[Labeled-object pointing entries]
******

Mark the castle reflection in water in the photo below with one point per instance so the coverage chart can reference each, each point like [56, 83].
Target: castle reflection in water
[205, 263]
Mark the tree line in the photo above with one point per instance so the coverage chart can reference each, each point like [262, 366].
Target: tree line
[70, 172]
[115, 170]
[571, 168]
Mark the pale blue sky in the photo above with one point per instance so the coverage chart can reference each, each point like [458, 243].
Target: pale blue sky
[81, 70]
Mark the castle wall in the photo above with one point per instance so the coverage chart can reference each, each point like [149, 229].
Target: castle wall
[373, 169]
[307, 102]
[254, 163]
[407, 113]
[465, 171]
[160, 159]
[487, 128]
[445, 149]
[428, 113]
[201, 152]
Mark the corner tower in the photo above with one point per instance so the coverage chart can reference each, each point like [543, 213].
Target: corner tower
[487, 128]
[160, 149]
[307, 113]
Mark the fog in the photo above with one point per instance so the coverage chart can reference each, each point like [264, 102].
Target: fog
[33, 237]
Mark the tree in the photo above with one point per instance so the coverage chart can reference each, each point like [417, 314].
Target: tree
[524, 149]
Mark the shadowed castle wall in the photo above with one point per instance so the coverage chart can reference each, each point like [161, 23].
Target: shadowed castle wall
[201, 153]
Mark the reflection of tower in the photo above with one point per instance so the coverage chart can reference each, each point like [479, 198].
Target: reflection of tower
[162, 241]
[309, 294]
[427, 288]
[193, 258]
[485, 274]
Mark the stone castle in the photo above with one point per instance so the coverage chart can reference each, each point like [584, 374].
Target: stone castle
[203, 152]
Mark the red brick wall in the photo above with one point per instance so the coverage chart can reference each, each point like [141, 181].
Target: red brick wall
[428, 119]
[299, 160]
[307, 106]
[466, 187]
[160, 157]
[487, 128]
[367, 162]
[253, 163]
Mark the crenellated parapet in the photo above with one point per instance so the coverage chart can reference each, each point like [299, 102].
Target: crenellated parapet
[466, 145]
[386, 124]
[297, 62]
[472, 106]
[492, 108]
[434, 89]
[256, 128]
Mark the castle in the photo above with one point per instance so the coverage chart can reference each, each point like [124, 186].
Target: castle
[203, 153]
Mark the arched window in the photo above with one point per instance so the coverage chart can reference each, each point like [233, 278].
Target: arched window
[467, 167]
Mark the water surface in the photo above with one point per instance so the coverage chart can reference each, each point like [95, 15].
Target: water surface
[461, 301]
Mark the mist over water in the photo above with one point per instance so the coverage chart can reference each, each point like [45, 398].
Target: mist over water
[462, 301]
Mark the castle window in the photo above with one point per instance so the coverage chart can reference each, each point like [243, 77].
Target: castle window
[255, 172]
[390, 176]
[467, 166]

******

Copy the entire listing above line for line, with no changes.

__SOLUTION TO THIS TASK__:
Mark the castle reflection in water in the photo below with one point per instance so the coverage chart can reference each, each point like [56, 83].
Target: castle reflection in water
[205, 263]
Mark the tree line in the photo above with one point per instance so the coverage chart can reference each, each point like [262, 366].
Target: tree line
[70, 172]
[115, 170]
[571, 168]
Mark the pale blue sky in the photo above with one point per instance so the coverage chart can reference each, each point like [458, 243].
Target: pale blue sky
[81, 70]
Mark the castle wall in the photo above with one point per instance so the coverage chart can reference each, each point like [149, 229].
Target: castle wall
[373, 169]
[307, 102]
[254, 163]
[407, 113]
[465, 171]
[160, 159]
[487, 128]
[445, 149]
[428, 113]
[201, 152]
Mark the corner tower in the photo above with one point per instance so the coverage chart can reference each, each point like [543, 213].
Target: corner tower
[487, 128]
[160, 149]
[307, 113]
Mark the fog in the photo above with one point per instance so the coverage chart can reference each, each point like [264, 102].
Target: fog
[33, 237]
Mark the tree in the photo above with one point per instance so the coverage chart can reference each, each point like [417, 314].
Target: tree
[524, 149]
Mark the shadowed castle wall in the photo above with one point per instance so the coverage chart can reference each, each point like [161, 23].
Target: shadowed castle wall
[201, 153]
Mark the reflection of tower in the photo above with one point per instance so the coverage chart can reference each, each point like [479, 198].
Target: reflection of tower
[162, 241]
[309, 294]
[427, 288]
[193, 258]
[485, 274]
Mark the stone castle in the photo above with one point per instance so the coverage chart can reference each, each point like [584, 374].
Target: stone castle
[203, 152]
Mark the red brick wall in the photo above with one point per instance so the coverage chart can reference each, each point like [141, 181].
Target: red brick wall
[428, 119]
[299, 160]
[307, 106]
[466, 187]
[160, 157]
[487, 128]
[367, 162]
[253, 163]
Mark the crenellated parapet in the photo above with one point per instance so the coverage chart can reference each, each point like [299, 102].
Target: crenellated parapet
[466, 145]
[386, 124]
[297, 62]
[472, 106]
[492, 108]
[434, 89]
[256, 128]
Mark the castle in the photo above with one point per instance so the coverage chart can reference each, each point like [124, 186].
Target: castle
[203, 153]
Mark the arched window in the photo above with one point per instance so the coverage chart can reference each, each point like [233, 278].
Target: arched window
[467, 167]
Mark the water surface in the photo above with one point per instance so the coverage chart can reference each, each point like [95, 15].
Target: water surface
[461, 301]
Mark the mist over water in the photo above with one point per instance so the coverage chart can reference each, each point like [45, 398].
Target: mist over water
[462, 301]
Mark the castle window in the photo above with one point per instance so the coverage chart can reference each, each point like [243, 77].
Target: castle window
[255, 172]
[390, 176]
[467, 166]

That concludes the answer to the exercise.